> AVAILABLE RECORDS
[start]

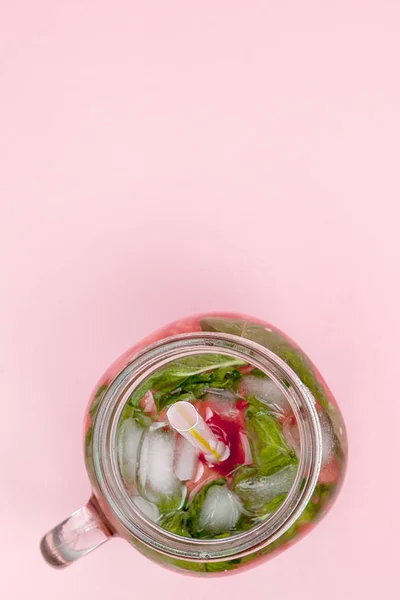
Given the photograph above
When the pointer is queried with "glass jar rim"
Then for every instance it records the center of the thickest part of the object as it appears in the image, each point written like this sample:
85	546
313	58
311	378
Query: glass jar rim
109	479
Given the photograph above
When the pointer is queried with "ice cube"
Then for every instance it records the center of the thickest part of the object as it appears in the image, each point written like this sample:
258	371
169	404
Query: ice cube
129	437
157	480
266	390
220	511
257	490
149	509
186	459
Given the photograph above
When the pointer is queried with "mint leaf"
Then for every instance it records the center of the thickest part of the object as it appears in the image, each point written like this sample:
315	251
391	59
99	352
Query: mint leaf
137	413
277	343
188	375
196	386
97	399
267	443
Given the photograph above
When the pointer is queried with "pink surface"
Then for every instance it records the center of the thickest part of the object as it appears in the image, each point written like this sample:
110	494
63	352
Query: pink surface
165	158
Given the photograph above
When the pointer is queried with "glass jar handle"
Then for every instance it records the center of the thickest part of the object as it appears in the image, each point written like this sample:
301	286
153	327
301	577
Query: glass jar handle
75	537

[end]

> WRITTEN TASK
Identify every line in the entries above that contains the word "leaf", matching case exactly, and copy each of those lines in full.

> WRITTEN ANSWER
When the pointer is queried with "mint leaf"
Query: mint leaf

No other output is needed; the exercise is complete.